Alexander McCracken was born in 1856, the son of Robert McCracken. Robert together with his brother emigrated to Australia in 1841. Ten years later they began a brewing business in Melbourne. The brewing business prospered due to the increased industrialization of the brewing methods and also the practice of tying publicans to their brewery.

One of the brothers less successful ventures was the construction of the Railway to Essendon. The financial disaster nearly bankrupted the family.

In his early life Alexander McCracken wanted to be a horse trainer. However his father did not consider that engaging in this trade was was a suitable occupation for his son and insisted that Alexander pursue business interests in the family company and elsewhere. In 1884 Alexander McCracken joined his father's business.

Alexander McCracken was a well known public figure in the Essendon area, either founding or in other ways involving himself with a large number of local clubs and and Societies. I will list only some of these associations here. He was:

  • the founding Secretary of the Essendon Football Club at the age of 17. His father was the Founding President of the Club and his cousin Coiler, the Captain. He later went on to become President of the club.
  • First President of the VFL.
  • Founder Essendon Cricket Club.
  • Founder Essendon Rowing Club.
  • Founder Essendon Tennis Club.

········

▸ **Required actions**:
a) Please quote the part of the passage on Alexander McCracken that opens with the words containing "Alexander McCracken was a" and closes with "of the club.".
b) Extend the passage on Alexander McCracken, picking up after its final line.
The lines that follow come from a separate source.

········

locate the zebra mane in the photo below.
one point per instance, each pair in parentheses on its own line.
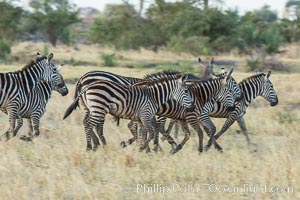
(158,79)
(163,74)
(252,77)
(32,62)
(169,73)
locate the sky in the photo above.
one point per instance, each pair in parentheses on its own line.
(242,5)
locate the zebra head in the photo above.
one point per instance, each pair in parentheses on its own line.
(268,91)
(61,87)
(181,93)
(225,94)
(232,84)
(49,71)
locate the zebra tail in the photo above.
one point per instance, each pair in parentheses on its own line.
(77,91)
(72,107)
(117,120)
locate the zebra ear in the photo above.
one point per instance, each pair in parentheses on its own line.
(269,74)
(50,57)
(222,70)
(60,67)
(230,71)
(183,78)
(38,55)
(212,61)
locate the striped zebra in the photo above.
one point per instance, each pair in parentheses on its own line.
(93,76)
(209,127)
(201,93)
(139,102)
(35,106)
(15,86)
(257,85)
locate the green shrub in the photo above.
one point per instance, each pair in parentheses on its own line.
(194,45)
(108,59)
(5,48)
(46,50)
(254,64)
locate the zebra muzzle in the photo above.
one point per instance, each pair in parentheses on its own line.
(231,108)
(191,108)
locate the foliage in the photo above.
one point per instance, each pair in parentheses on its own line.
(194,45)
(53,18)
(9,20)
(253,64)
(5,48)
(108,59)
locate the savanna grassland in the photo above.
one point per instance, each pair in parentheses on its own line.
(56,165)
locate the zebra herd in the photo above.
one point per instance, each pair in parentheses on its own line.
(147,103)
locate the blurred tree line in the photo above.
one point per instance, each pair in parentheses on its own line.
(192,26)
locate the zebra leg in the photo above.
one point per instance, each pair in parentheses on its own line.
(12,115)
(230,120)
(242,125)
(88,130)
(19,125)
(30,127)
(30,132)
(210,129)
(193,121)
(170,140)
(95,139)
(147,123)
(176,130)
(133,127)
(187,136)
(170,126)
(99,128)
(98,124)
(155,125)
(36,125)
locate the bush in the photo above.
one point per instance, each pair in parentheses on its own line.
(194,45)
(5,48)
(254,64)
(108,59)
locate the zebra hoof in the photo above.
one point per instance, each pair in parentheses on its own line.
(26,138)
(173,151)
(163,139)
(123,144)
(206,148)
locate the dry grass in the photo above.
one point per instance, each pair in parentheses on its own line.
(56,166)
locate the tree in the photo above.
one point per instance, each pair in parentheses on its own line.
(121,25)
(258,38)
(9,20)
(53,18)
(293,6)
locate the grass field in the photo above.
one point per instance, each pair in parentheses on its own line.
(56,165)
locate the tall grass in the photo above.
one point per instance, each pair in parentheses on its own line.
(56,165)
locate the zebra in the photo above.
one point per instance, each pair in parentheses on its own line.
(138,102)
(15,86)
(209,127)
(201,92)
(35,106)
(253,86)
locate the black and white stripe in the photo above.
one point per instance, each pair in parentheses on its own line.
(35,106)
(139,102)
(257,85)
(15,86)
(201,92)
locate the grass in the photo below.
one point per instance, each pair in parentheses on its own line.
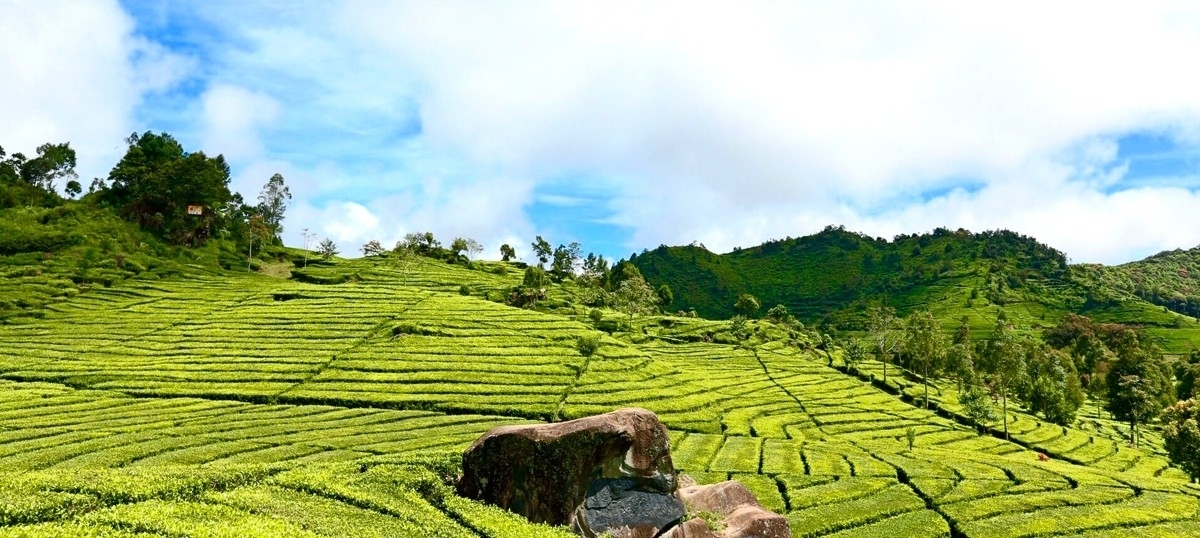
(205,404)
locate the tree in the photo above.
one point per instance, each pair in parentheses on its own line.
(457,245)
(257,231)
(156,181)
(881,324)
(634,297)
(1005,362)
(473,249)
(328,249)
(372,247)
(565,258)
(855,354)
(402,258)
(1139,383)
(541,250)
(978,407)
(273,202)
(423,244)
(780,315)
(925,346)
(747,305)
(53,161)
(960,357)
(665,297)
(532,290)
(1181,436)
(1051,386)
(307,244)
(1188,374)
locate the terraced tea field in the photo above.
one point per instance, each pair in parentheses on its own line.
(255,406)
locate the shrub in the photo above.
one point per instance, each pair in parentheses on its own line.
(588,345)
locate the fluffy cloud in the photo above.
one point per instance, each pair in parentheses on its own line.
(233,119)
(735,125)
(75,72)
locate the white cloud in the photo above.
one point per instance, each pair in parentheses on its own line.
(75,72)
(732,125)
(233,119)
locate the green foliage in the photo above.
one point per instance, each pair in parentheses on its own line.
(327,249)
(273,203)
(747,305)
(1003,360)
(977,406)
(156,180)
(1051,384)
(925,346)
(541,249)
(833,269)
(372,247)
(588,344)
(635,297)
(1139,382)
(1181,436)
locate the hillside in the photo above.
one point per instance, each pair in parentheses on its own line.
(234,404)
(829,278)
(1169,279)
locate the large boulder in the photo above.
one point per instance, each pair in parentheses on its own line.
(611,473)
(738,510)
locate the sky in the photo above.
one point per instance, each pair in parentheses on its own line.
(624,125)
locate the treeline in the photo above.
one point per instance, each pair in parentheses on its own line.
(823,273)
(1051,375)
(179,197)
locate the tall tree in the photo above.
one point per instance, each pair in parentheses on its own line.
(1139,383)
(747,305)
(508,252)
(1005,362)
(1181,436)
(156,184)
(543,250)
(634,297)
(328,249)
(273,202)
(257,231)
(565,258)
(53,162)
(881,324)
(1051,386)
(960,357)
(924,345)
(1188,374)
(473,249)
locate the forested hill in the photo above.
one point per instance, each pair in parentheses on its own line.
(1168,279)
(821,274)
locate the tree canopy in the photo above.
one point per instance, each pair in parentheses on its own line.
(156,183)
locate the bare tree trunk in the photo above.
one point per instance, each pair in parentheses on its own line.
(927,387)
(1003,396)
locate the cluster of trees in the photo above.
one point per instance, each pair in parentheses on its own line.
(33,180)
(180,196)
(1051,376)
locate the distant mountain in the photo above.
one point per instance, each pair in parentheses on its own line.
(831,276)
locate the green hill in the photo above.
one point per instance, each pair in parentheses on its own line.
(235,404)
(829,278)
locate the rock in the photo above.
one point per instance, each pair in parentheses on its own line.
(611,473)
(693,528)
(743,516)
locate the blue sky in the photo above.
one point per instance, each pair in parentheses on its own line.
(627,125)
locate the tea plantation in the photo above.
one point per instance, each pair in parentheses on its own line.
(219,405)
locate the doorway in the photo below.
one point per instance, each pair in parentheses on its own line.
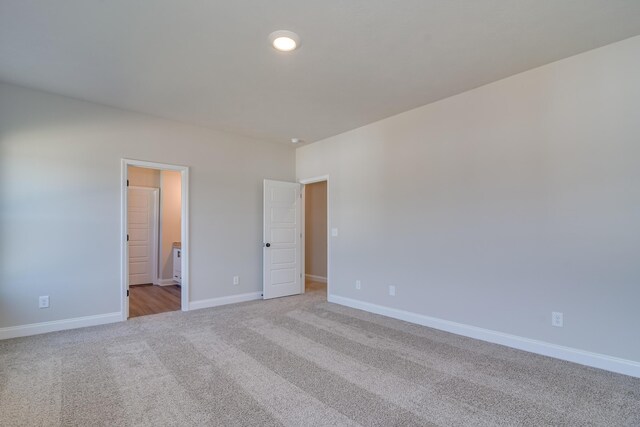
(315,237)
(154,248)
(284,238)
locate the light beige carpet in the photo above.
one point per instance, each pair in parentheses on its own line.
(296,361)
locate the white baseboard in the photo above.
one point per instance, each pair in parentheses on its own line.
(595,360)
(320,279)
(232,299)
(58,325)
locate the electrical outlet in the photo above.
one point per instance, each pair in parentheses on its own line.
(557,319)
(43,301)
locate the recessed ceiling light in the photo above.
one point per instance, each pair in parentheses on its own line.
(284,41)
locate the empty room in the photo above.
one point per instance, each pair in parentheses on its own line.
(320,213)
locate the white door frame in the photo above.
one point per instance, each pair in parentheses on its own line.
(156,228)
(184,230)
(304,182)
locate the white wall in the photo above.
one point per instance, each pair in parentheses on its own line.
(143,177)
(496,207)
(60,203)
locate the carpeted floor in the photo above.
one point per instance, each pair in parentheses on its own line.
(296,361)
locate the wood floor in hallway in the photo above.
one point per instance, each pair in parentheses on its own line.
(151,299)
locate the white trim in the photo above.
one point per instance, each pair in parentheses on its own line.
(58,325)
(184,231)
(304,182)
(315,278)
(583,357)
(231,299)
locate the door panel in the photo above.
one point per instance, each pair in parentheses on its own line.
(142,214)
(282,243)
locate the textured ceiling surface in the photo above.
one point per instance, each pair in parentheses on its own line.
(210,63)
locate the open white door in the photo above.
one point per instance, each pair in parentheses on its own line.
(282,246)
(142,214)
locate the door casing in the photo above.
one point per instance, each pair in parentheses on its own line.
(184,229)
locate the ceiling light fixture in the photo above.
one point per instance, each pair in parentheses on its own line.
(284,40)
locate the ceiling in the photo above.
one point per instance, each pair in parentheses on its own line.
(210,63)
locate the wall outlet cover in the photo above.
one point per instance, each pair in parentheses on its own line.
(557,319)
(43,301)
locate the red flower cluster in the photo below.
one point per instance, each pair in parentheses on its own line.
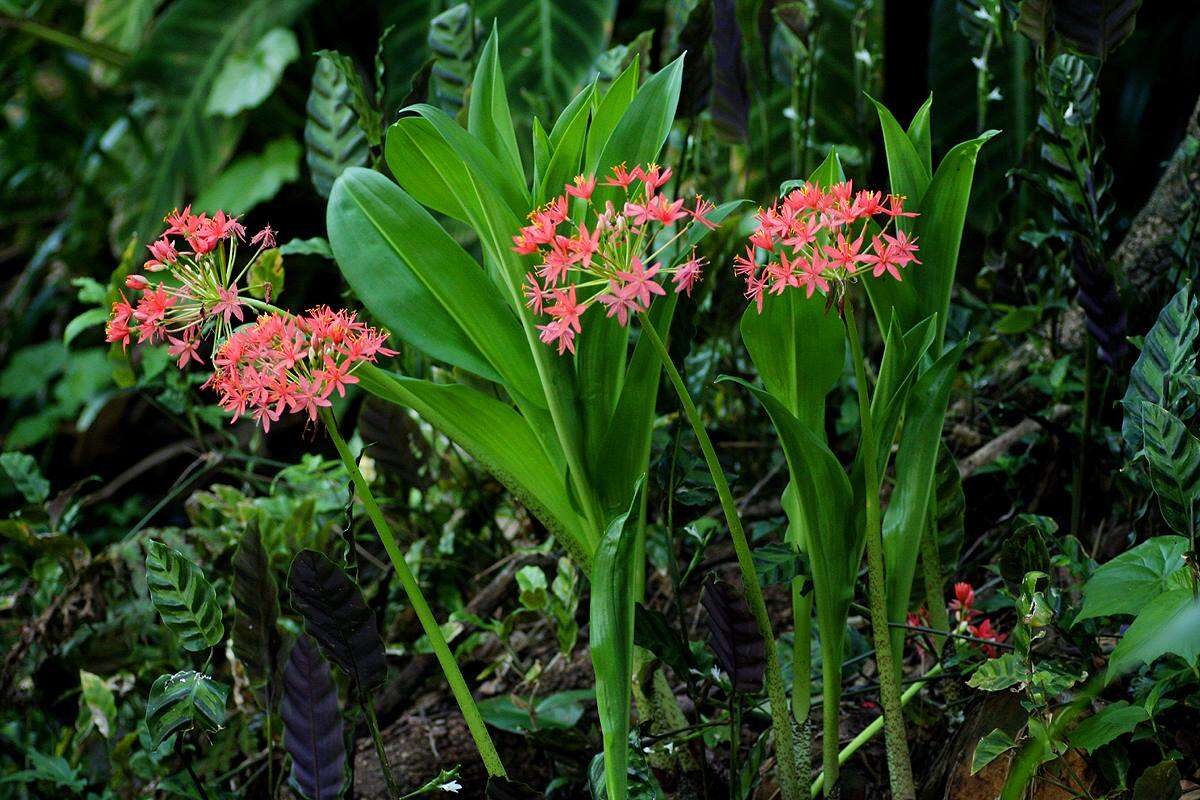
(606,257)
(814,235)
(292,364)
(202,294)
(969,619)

········

▸ **In response**:
a)
Alexander McCracken was a well known public figure in the Essendon area, either founding or in other ways involving himself with a large number of local clubs and and Societies. I will list only some of these associations here. He was:

  • the founding Secretary of the Essendon Football Club at the age of 17. His father was the Founding President of the Club and his cousin Coiler, the Captain. He later went on to become President of the club.

b)
  • Vice President of the Victorian Racing Club.
  • President of Essendon Literary and Debating Society.

In 1884 he married Mary Elizabeth Peck, the daughter of John Murray Peck, another early landowner in Strathmore.

At the insistence of acquaintances and against his better judgment he ran for political office in 1894. He stood for the Essendon Flemington electorate against Alfred Deakin (who was to later become the Second Prime Minister of Australia in 1903). Alexander lost the election.

In 1907 the McCracken brewing business became part of the Carlton and United Breweries.

McCracken was fiercely Presbyterian and did not want his property North Park to fall into the hands of a Catholic Institution on his death. He was so adamant about this that he put a Codicil in his will. On his death the property was sold to Harvey Paterson, an executive of BHP who later sold to the Catholic St. Columban Mission.

Alexander died in 1915 at the age of 59.